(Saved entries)

+++++

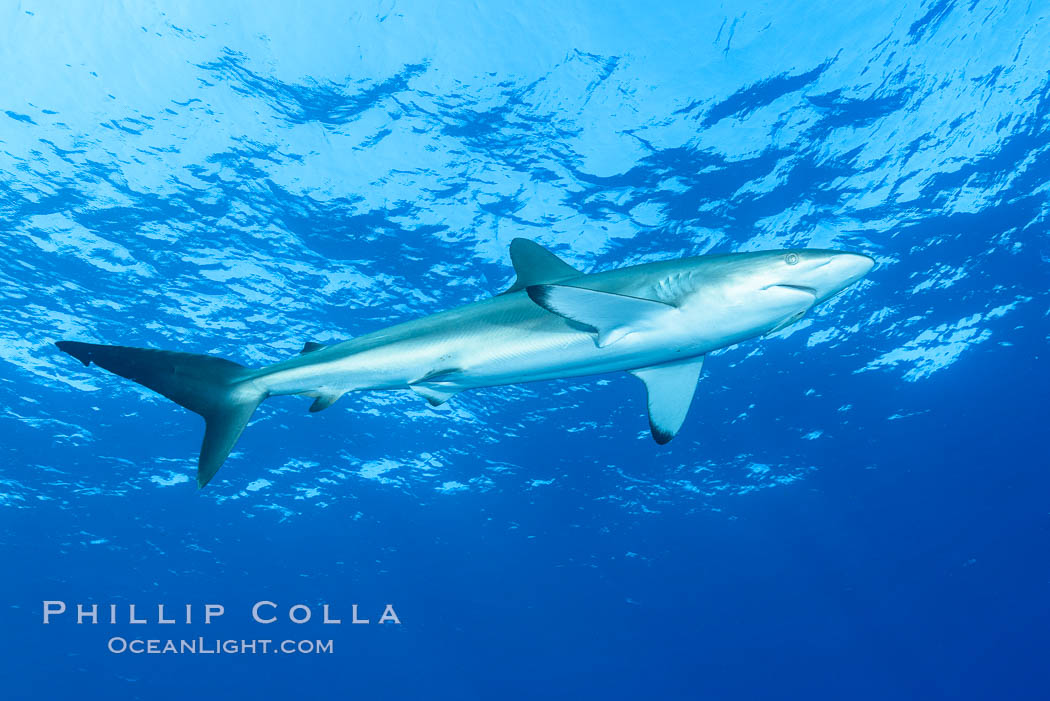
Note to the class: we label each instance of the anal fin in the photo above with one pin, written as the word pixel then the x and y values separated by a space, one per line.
pixel 435 394
pixel 324 400
pixel 670 387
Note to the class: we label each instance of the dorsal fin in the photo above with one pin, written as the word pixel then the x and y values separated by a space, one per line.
pixel 536 264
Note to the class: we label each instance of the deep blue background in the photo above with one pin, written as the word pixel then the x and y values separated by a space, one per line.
pixel 856 508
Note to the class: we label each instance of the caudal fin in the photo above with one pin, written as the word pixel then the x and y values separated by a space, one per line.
pixel 212 387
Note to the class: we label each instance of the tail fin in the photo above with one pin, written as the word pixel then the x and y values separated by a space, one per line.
pixel 210 386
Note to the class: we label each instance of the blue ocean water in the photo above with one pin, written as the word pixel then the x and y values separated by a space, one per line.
pixel 856 507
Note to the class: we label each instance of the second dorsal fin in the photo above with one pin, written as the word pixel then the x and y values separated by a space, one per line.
pixel 536 264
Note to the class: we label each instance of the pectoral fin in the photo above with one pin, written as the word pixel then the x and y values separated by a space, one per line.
pixel 670 387
pixel 610 315
pixel 536 264
pixel 435 386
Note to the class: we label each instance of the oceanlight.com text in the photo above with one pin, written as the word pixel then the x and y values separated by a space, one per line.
pixel 120 645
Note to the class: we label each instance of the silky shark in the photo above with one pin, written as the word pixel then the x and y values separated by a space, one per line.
pixel 655 321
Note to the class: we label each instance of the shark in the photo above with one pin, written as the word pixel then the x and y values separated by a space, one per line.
pixel 656 321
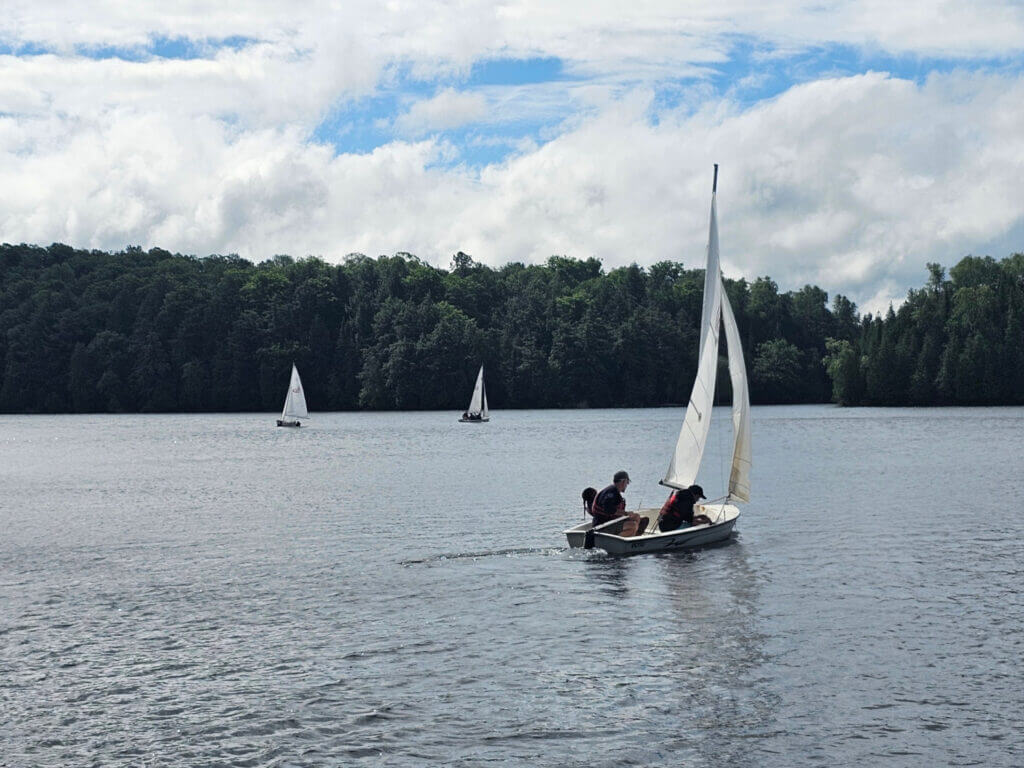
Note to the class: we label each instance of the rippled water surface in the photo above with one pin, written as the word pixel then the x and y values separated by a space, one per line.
pixel 394 590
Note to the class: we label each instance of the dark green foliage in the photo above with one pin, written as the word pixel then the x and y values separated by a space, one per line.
pixel 153 331
pixel 955 341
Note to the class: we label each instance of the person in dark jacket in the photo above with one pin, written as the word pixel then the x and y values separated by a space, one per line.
pixel 678 510
pixel 610 504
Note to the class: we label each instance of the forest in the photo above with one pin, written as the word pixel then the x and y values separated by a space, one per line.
pixel 152 331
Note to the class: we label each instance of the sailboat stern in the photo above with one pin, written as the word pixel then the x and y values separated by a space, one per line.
pixel 723 518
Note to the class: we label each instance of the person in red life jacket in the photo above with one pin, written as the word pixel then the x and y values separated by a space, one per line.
pixel 678 510
pixel 610 504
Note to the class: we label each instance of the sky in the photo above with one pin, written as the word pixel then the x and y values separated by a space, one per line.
pixel 857 140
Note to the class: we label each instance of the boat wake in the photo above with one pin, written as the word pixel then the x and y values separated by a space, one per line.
pixel 546 551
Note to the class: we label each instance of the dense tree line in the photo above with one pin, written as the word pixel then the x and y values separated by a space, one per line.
pixel 956 341
pixel 88 331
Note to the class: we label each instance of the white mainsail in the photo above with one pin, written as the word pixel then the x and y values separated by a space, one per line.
pixel 478 402
pixel 295 401
pixel 739 475
pixel 693 436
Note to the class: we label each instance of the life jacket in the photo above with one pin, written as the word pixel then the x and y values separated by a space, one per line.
pixel 598 512
pixel 671 511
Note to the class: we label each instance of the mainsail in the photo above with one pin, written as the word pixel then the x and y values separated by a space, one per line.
pixel 717 311
pixel 478 402
pixel 739 475
pixel 295 402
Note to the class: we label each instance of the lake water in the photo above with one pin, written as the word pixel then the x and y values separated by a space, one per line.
pixel 393 590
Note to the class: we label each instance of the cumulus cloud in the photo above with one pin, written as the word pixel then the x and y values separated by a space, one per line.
pixel 851 182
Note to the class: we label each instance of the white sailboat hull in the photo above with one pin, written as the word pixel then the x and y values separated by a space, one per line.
pixel 724 520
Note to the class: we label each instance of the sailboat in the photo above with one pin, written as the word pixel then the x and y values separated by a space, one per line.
pixel 477 411
pixel 685 461
pixel 295 402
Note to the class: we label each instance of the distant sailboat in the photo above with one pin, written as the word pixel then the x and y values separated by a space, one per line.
pixel 295 402
pixel 685 462
pixel 477 411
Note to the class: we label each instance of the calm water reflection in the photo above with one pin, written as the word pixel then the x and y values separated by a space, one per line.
pixel 393 590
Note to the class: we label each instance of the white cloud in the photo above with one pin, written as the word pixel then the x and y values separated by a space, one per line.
pixel 849 182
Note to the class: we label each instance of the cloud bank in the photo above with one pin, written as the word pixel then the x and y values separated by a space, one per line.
pixel 200 129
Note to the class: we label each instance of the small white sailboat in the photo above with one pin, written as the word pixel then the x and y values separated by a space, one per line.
pixel 685 462
pixel 477 411
pixel 295 402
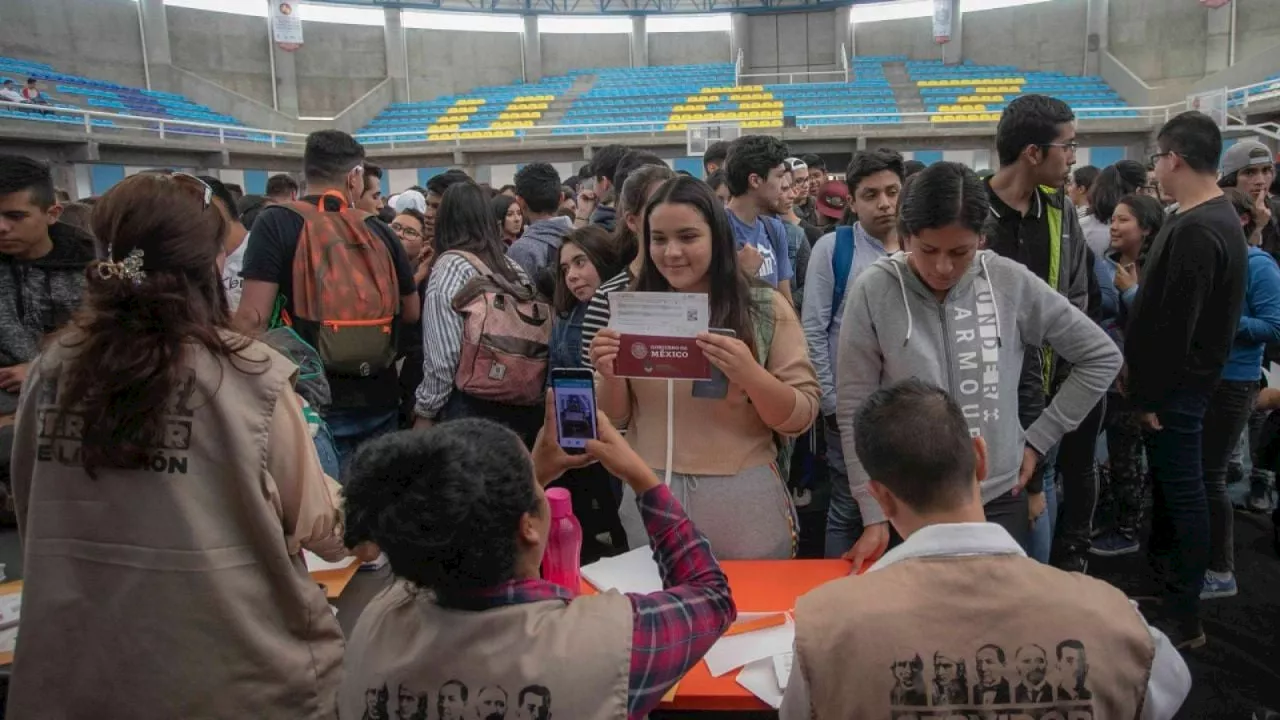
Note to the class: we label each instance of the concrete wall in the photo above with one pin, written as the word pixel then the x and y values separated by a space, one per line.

+++++

* _The task_
Each record should be copied exactly, and each image left out.

* _Expected output_
Note to the class: we label each instance of the anal fin in the photo above with one pin, written as the word pixel then the x and y values separated by a space, one per line.
pixel 435 394
pixel 324 400
pixel 670 387
Note to the class: we label each instance of the dorsal fin in the photo above with one pin, written as the word pixel then the x and y values separated by a space, one per line.
pixel 536 264
Note to the class: we label each instance of the deep blue background in the photo above with one pin, written as the word pixel then the x and y values separated by a space, one per line.
pixel 856 508
Note to the class: we label each instance of the caudal fin in the photo above with one pin, written as the word pixel then the x and y values separated by a space, one per line.
pixel 212 387
Note to the class: we label each instance of the tail fin in the photo above with one pin, written as the word pixel then the x and y values separated by a space, one per line.
pixel 210 386
Note to the class: we label each instance of the blue ocean water in the photo above with one pin, written as the word pixel then the x and y values separated by a space, one per line.
pixel 856 507
Note to the class: we label each instance of the second dorsal fin in the photo above with one pin, written as the word pixel then the x and y values separated by a space, one per line.
pixel 536 264
Note to the class: we label each instance of the pectoral fin in the photo above with one pin, written as the word pixel then the x and y values separated by a space, one per line.
pixel 670 387
pixel 610 315
pixel 536 264
pixel 435 386
Note to the class: we label each instance of the oceanlight.com text in the photo above with one pin, written as the word pixel then the x and y values separated by a space, one per line.
pixel 120 645
Note to the class: we label each instance of the silky shark in the photo above with one pin, written as the word pixel then the x and y values separated by a space, one per line.
pixel 655 321
Note to the class: we label each instance of the shark in the photo above with one pin, written as the word pixel then the x and y values separated by a space, one per line.
pixel 656 321
Note to the class: we label each instance of the rippled water surface in the photo above with one pin, written as the word pixel then the x and y values separated by a space, one per line.
pixel 394 590
Note to the class: we label each instance of the dark green foliage in the photo above with one pin, written as the word pixel then the x and y values separated by a space, one per line.
pixel 153 331
pixel 955 341
Note to the class: we label each instance of the person in dark jacket in the photo above with one pin, written as the word pixel then the x and y values separated by a space, one per line.
pixel 678 510
pixel 610 504
Note to the class: we label each instance of the forest in the photo above with one pin, written as the word pixel then the x and y values separated by a space, one per line.
pixel 152 331
Note to the class: we label each instance of the sailboat stern in the photo above with one pin, written as the word pixel then the x and y values separated by a space, one per line.
pixel 723 518
Note to the class: we label each instance of the person in red life jacket in the photo above with one pin, written as the word pixel then the x and y values separated by a space, one per line.
pixel 678 510
pixel 610 504
Note to the class: we label each instance of the sky in the photo above with one pin, written as the word pixel then the x and y values separated by a space, one per line.
pixel 857 140
Note to the class: we label each instance of the boat wake in the photo above with one pin, written as the word pixel then the x and y values separated by a space, one per line.
pixel 546 551
Note to the class: we label each instance of the dense tree line in the photo above with one pin, written as the word pixel then the x and y values separated by a space, one per line.
pixel 956 341
pixel 88 331
Note to the class: we label each instance of the white mainsail in the photo above with one pin, written as the word pixel then the x and y values separated by a space, one per line.
pixel 478 402
pixel 295 401
pixel 739 475
pixel 693 436
Note to the class: we label each instance of the life jacket in the photo above with one pin, written as the word pixel then the x and y values separated by a space, one per line.
pixel 598 512
pixel 671 511
Note to the class: we label each instance of the mainsail in the photo above with one pin, written as the word pixel then the x and y values separated by a space, one per line.
pixel 717 311
pixel 478 402
pixel 739 475
pixel 295 402
Note to the class: we label each instance of the lake water in the photo above with one pin, written as the word pixel then the x and y values separated by a space, one per line.
pixel 393 590
Note to the class: we label each instance of the cumulus cloud in the photo above with one pin, written as the word pixel then the x and y values separated by a space, one per line.
pixel 851 182
Note to the class: we label each instance of the white sailboat hull in the photo above with one pin, written as the word pixel then the x and y values separated by a space, one per line.
pixel 724 520
Note to the class: we label each instance of the sailboat in the photo above with one pin, written as the word pixel then the x and y values separated by a space, one per line.
pixel 477 411
pixel 685 461
pixel 295 402
Note to the class: we label each instance of the distant sailboat in the photo above with one pin, written as the word pixel then the x and y values separated by a space, one per line.
pixel 295 402
pixel 685 462
pixel 477 411
Note to the class: we label each instance of the calm water reflection in the photo above with one pin, written as the word pixel then the x and y values separated by a space, one per line.
pixel 393 590
Note to the class: we label each instance of the white cloud in the photo above with one pin, written as the word pixel then the x and y values separated by a space, one per line.
pixel 849 182
Note to the class: we label each instance of the cloud bank in the photo above with one pin, written as the word pixel then the x and y values separated by a space, one per line.
pixel 200 129
Note to the class: we label each instance of the small white sailboat in the photo above with one pin, written as the word pixel then the x and y values separated by a space, one per line.
pixel 685 462
pixel 477 411
pixel 295 402
Note to the class: we label each instance of the concrete wall in the photo above with one pin, written as the word pixel then the x and y values separated by a space, one per line.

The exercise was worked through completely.